ZU ERLEDIGENDE AUFGABEN
a – Fasse den Gerichtsbeschluss zum Bürgergeld in genau zwei Sätzen zusammen.
b – Schreibe den Gerichtsbeschluss zum Bürgergeld im Anschluss an seinen letzten Satz weiter.

L 9 AS 716/23 ER-B

Land
Baden-Württemberg
Sozialgericht
LSG Baden-Württemberg
Sachgebiet
Grundsicherung für Arbeitsuchende
Abteilung
9
1. Instanz
SG Ulm (BWB)
Aktenzeichen
S 7 AS 233/23 ER
Datum
2. Instanz
LSG Baden-Württemberg
Aktenzeichen
L 9 AS 716/23 ER-B
Datum
3. Instanz
-
Aktenzeichen
-
Datum
-
Kategorie
Beschluss
Leitsätze

Die Schriftform der Beschwerde im Sinne von § 173 Abs. 1 Satz 1 SGG setzt grundsätzliche eine eigenhändige Unterschrift voraus. Ausnahmsweise ist sie auch dann gewahrt, wenn sich aus anderen Anhaltspunkten hinreichend sicher eine der Unterschrift vergleichbare Gewähr für den Urheberschaft und den Willen, das Schreiben in den Rechtsverkehr zu bringen, ergibt (vgl. nur BSG, Urteil vom 21.06.2006 - B 13 RJ 5/01 R -, juris Rn. 17). Daran fehlt es im Fall einer per Telefax eingelegten, nicht eigenhändig unterschriebenen, sondern lediglich mit einer gedruckten Namensangabe versehenen Beschwerde, wenn der angebliche Beschwerdeführer bei Vorliegen von Anhaltspunkten dafür, dass diese tatsächlich von einer anderen Person als der angegebenen eingelegt wurde, auch auf mehrmalige gerichtliche Aufforderung, seine Urheberschaft schriftlich klarzustellen, nicht antwortet.

Die Beschwerde gegen den Beschluss des Sozialgerichts Ulm vom 23. Februar 2023 wird verworfen.

Außergerichtliche Kosten sind auch im Beschwerdeverfahren nicht zu erstatten.


Gründe

I.

Streitig ist die Gewährung von Bürgergeld ab dem 01.01.2023 im Wege der einstweiligen Anordnung.

Der 2001 geborene Z1 war zuletzt bis 31.07.2022 sozialversicherungspflichtig beschäftigt. Seine Wohnung in A1 wurde ihm nach seinen Angaben aufgrund von Mietrückständen zum 31.12.2022 gekündigt. Ab Januar 2023 wohnte er im Haus des Vaters eines Freundes (K1) in der H1  in A1. Er beantragte am 27.12.2022 beim Antragsgegner zum 01.01.2023 die Gewährung von Leistungen nach dem SGB II. Mit Email vom 06.03.2023 teilte er dem Antragsgegner mit, dass er mit Herrn K1 nur noch Zoff und Ärger habe und er nun erstmal bei einem Bekannten unter der Adresse R1 2 in I1 untergekommen sei.

BEREITGESTELLTES MATERIAL
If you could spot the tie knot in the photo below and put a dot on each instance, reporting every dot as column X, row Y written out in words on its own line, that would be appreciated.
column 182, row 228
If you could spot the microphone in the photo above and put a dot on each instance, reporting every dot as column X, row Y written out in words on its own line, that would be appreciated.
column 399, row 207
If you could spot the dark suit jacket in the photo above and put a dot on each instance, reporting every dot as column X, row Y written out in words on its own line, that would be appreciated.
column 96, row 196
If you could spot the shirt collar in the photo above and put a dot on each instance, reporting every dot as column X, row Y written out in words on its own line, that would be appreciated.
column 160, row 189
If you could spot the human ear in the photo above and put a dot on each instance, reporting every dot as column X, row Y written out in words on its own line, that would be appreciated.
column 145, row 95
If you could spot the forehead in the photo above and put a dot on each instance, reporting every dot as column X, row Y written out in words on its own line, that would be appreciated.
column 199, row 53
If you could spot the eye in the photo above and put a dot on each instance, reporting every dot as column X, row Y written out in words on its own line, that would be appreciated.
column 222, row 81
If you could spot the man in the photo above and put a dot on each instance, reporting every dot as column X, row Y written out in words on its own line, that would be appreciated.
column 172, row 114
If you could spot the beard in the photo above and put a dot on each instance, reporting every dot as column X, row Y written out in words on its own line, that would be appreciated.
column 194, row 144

ANTWORTEN IN REIHENFOLGE
a – Im Streit um Bürgergeld ab dem 01.01.2023 im Wege der einstweiligen Anordnung verwirft das LSG Baden-Württemberg die Beschwerde gegen den Beschluss des Sozialgerichts Ulm vom 23. Februar 2023, und außergerichtliche Kosten sind auch im Beschwerdeverfahren nicht zu erstatten. Laut Leitsatz ist die Schriftform nicht gewahrt, wenn eine per Telefax eingelegte Beschwerde nur eine gedruckte Namensangabe trägt und der angebliche Beschwerdeführer trotz Anhaltspunkten für eine andere Urheberschaft auch auf mehrmalige gerichtliche Aufforderung nicht antwortet.

b –
Das Sozialgericht Ulm (SG) hat den Antrag vom 05.02.2023 auf Gewährung einstweiligen Rechtsschutzes mit Beschluss vom 23.02.2023 abgelehnt. Zur Begründung hat es ausgeführt, dass der Antragsteller einen Anordnungsgrund nicht glaubhaft gemacht habe. Aufgrund zurückliegender Beschäftigungsverhältnisse könne ein Anspruch auf Arbeitslosengeld I bestehen. Auch könnten bei dem 21-jährigen Antragsteller noch Ansprüche auf Kindergeld sowie Unterhalt von den Eltern in Betracht kommen. Es sei somit weder glaubhaft gemacht noch nachgewiesen, dass der Antragsteller nicht über ausreichende Mittel verfüge, um seinen existenziellen Lebensunterhalt zu sichern. Ferner fehle es am Rechtsschutzinteresse für eine gerichtliche Entscheidung, weil der Antragsteller erforderliche Unterlagen nicht umfassend beim Antragsgegner eingereicht habe, um eine Entscheidung über den geltend gemachten Leistungsanspruch zu erreichen. Die Anrufung des Gerichts sei daher jedenfalls aktuell (noch) nicht erforderlich.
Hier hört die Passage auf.